> _SOURCE PASSAGE_
+---+

Monday, 1 February 2010

Syndicalists Speak at Right to Work Rally

Manchester is a city with one cathedral; two serious socialist parties - the Socialist Workers' Party and the Socialist Party; three universities - Manchester, Manchester Metropolitan and Salford University; a handful of veteran anarchist adherents to the Solidarity Federation, the Anarchist Federation and the Northern Anarchist Network; not to mention umpteen local anarcho-climate activists. So many worthy, well meaning people, it is the ideal spot to stage a Right to Work rally like that held last weekend on Oldham Street, Manchester.

Some 600 folk gathered in 'resistance & solidarity' to protect us from all manner of wickedness in this world. A Rag-Bag Rally of remarkable pretension and proportions endeavouring to gee-up those of us who're still either very young, ideologically drunk or incurably naive. A Conference 'of Resistance & Solidarity': proclaiming 'The Only Solution is Revolution' with minor celebrities on the platform and undergraduates in the audience all loaded with more than a little vain expectations.

+---+

> _INFORMATION SHOWN_
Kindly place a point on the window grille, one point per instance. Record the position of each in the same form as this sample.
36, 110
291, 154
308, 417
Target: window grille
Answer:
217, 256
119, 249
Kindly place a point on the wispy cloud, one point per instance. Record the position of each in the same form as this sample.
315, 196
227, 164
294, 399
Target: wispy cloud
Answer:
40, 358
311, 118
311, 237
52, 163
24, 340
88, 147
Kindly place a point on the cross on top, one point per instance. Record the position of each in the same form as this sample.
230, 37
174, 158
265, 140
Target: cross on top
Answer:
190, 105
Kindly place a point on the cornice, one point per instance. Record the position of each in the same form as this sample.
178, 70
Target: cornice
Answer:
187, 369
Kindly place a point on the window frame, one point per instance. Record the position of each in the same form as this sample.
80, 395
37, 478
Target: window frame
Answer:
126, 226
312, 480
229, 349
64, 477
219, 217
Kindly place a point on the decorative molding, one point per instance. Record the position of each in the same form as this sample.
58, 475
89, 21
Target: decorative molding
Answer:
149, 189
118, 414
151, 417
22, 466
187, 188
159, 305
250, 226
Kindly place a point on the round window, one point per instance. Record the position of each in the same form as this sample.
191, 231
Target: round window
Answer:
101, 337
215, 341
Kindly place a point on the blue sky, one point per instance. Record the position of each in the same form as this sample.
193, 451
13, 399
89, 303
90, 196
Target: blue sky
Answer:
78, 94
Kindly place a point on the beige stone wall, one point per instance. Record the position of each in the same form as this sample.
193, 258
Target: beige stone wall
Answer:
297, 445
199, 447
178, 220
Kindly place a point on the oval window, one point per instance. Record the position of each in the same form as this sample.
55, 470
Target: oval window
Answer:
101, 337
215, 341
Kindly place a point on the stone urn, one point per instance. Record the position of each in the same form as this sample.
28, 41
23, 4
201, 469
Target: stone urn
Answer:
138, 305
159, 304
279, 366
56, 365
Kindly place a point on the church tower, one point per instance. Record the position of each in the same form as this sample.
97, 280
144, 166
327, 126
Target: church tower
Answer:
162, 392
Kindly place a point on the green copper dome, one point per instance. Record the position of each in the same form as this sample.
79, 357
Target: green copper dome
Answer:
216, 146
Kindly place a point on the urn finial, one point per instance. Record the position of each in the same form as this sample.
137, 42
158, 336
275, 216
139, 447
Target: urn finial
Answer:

+---+

> _EXERCISE INSTRUCTIONS_
a – From the piece about the Manchester rally, copy the part that starts with "Syndicalists Speak at" and ends with "Oldham Street, Manchester.", word for word.
b – Carry on the piece about the Right to Work rally in Manchester, starting right after its last sentence.

> _RESULTS IN ORDER_
a –
Syndicalists Speak at Right to Work Rally

Manchester is a city with one cathedral; two serious socialist parties - the Socialist Workers' Party and the Socialist Party; three universities - Manchester, Manchester Metropolitan and Salford University; a handful of veteran anarchist adherents to the Solidarity Federation, the Anarchist Federation and the Northern Anarchist Network; not to mention umpteen local anarcho-climate activists. So many worthy, well meaning people, it is the ideal spot to stage a Right to Work rally like that held last weekend on Oldham Street, Manchester.

b –
Jerry Hicks, unemployed since he was sacked 4 years ago, ran a workshop labelled 'Stopping the Jobs Massacre' which might help him advance his campaign for the General Secretary's job in our biggest trade union: Unite the Union. Will he get it? If he does will he change the union or will the union change him? We must wait and see. In the meantime Jerry offers us a few syndicalist amendments to the status quo: 'all union officers must be elected'; 'the union must serve the members not the other way round'; 'union leaders must lead from the front, as I did on the Staythorpe power station picket last year, when the police broke my leg' or 'the solution is workers' control and revolution'. Stirring stuff delivered in a strained, strangled, shouting bellow to a roomful of about 30. Colin Trousdale, a Manchester electrician and typical English syndicalist, spoke about the blacklist in the building trade and the way the Unite union bosses were dragging their feet rather than fighting the victimisations.

The SWP bosses, who were running the rally, don't much like Jerry Hicks since he left their party - hence this workshop was in the equivalent of outer-Mongolia at the Mechanics Institute, well away from the main conference venue on Oldham Street. Because of this I missed the 7 minute speech delivered by Dave Chapple, who alongside Dave Douglass, is probably the most important revolutionary syndicalist in the country. Dave Chapple who was on the platform as President of the National Shop Stewards' Network and according to reports hammered home an attacked on ballot box politics referring to Wobblies of the American IWW like Bill Heywood, and dismissing the left-wing giddiness associated with the coming General Election; telling the Conference that these days he only bothered to vote in union elections.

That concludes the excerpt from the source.